__Selected excerpt__

The Galaxy NGC 7424 as imaged by Gemini. Image credit: Gemini South GMOS. Click to enlarge
When a supernova was discovered in December 2001, astronomers immediately tagged it as a Type II – when a gigantic star runs out of fuel and explodes. But then the tell tale hydrogen surrounding it disappeared, and astronomers had to re-classify it as a Type I supernova – when a white dwarf steals matter from a companion. Astronomers using the Gemini telescope in Chile think they’ve solved the mystery. They found a companion star left behind when the supernova exploded; this was providing the hydrogen, and masking the original supernova.
Using the Gemini South telescope in Chile, Australian astronomers have found a predicted “companion” star left behind when its partner exploded as a very unusual supernova. The presence of the companion explains why the supernova, which started off looking like one kind of exploding star, seemed to change its identity after a few weeks.
The Gemini observations were originally intended to be reconnaissance for later imaging with the Hubble Space Telescope. “But the Gemini data were so good we got our answer straight away,” said lead investigator, Dr. Stuart Ryder of the Anglo-Australian Observatory (AAO).
Renowned Australian supernova hunter Bob Evans first spotted supernova 2001ig in December 2001. It lies in the outskirts of a spiral galaxy NGC 7424, which is about 37 million light-years away in the southern constellation of Grus (the Crane).
The supernova was monitored over the next month by optical telescopes in Chile. Supernovae are classified according to the features in their optical spectra. SN2001ig initially showed the telltale signs of hydrogen, which had it tagged as a Type II supernova, but the hydrogen later disappeared, which put it into the Type I category.

__Problem details__
According to the article on supernova 2001ig, why was SN2001ig first labeled a Type II supernova and then moved to Type I?

__Provided material__
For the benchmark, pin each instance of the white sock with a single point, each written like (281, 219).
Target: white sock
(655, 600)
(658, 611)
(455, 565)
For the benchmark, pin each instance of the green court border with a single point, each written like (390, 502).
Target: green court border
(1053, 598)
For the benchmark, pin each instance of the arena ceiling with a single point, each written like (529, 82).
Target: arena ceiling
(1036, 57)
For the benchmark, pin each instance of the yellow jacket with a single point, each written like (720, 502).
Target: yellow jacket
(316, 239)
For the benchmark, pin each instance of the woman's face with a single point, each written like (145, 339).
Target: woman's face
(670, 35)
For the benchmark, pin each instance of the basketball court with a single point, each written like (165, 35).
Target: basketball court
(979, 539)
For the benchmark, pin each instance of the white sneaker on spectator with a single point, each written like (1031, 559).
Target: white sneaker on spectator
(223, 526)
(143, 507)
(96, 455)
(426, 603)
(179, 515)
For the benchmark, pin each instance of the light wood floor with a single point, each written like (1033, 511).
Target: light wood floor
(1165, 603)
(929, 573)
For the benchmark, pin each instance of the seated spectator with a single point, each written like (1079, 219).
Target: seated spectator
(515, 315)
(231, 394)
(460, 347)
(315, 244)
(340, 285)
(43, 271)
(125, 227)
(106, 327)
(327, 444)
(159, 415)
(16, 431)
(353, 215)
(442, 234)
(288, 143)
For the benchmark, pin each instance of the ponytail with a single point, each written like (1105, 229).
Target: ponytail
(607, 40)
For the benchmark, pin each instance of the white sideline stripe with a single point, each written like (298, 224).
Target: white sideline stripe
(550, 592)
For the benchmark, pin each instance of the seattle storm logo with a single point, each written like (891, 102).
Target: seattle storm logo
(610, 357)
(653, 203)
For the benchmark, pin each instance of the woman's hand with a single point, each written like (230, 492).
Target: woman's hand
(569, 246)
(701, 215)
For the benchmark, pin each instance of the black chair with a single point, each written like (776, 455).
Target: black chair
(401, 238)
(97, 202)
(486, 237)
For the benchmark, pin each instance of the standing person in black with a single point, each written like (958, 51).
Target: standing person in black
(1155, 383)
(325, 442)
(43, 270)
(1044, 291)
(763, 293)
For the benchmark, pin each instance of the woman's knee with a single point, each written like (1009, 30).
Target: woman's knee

__The answer__
Its optical spectra first showed signs of hydrogen, which marked it as a Type II supernova. When that hydrogen later disappeared, it was put into the Type I category.